:: PAGE EXCERPT ::
========
Treatment of rats during the last third of gestation and throughout lactation produced no adverse developmental or maternal effects at doses of up to 1800 mg/kg/day (6 times the MRHD on a mg/m2 basis).
There are no adequate and well-controlled studies in pregnant women. KEPPRA should be used during pregnancy only if the potential benefit justifies the potential risk to the fetus. As with other antiepileptic drugs, physiological changes during pregnancy may affect levetiracetam concentration. There have been reports of decreased levetiracetam concentration during pregnancy. Discontinuation of antiepileptic treatments may result in disease worsening, which can be harmful to the mother and the fetus.
To provide information regarding the effects of in utero exposure to KEPPRA, physicians are advised to recommend that pregnant patients taking KEPPRA enroll in the North American Antiepileptic Drug (NAAED) pregnancy registry. This can be done by calling the toll free number 1-888-233-2334, and must be done by the patients themselves. Information on the registry can also be found at the website http://www.aedpregnancyregistry.org/.
UCB, Inc. has established the UCB AED Pregnancy Registry to advance scientific knowledge about safety and outcomes associated with pregnant women being treated with all UCB antiepileptic drugs, including KEPPRA. To ensure broad program access and reach, either a healthcare provider or the patient can initiate enrollment in the UCB AED Pregnancy Registry by calling (888) 537-7734 (toll free).
========
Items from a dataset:
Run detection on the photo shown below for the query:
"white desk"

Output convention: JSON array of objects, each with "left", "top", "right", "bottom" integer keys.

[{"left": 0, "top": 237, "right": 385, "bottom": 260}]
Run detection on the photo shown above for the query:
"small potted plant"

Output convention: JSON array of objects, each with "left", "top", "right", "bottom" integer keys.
========
:: USING THE INFORMATION ::
**A)** Answer these questions using the text on KEPPRA and pregnancy:
(i) Up to what daily dose did treatment of rats during late gestation and lactation produce no adverse developmental or maternal effects?
(ii) Who must enroll a pregnant patient in the North American Antiepileptic Drug pregnancy registry?
(iii) Who can initiate enrollment in the UCB AED Pregnancy Registry?
**B)** Carry on the text about KEPPRA and pregnancy, starting after its final sentence.

:: RESPONSES PER TASK ::
**A)**
(i) 1800 mg/kg/day (6 times the MRHD on a mg/m2 basis).
(ii) The patients themselves.
(iii) Either a healthcare provider or the patient.

**B)**
Labor And Delivery
The effect of KEPPRA on labor and delivery in humans is unknown.
Levetiracetam is excreted in breast milk. Because of the potential for serious adverse reactions in nursing infants from KEPPRA, a decision should be made whether to discontinue nursing or discontinue the drug, taking into account the importance of the drug to the mother.
Safety and effectiveness in patients below 4 years of age have not been established.
Studies of levetiracetam in juvenile rats (dosing from day 4 through day 52 of age) and dogs (dosing from week 3 through week 7 of age) at doses of up to 1800 mg/kg/day (approximately 7 and 24 times, respectively, the maximum recommended pediatric dose of 60 mg/kg/day on a mg/m2 basis) did not indicate a potential for age-specific toxicity.
Of the total number of subjects in clinical studies of levetiracetam, 347 were 65 and over. No overall differences in safety were observed between these subjects and younger subjects. There were insufficient numbers of elderly subjects in controlled trials of epilepsy to adequately assess the effectiveness of KEPPRA in these patients.
A study in 16 elderly subjects (age 61-88 years) with oral administration of single dose and multiple twice-daily doses for 10 days showed no pharmacokinetic differences related to age alone.
Levetiracetam is known to be substantially excreted by the kidney, and the risk of adverse reactions to this drug may be greater in patients with impaired renal function. Because elderly patients are more likely to have decreased renal function, care should be taken in dose selection, and it may be useful to monitor renal function.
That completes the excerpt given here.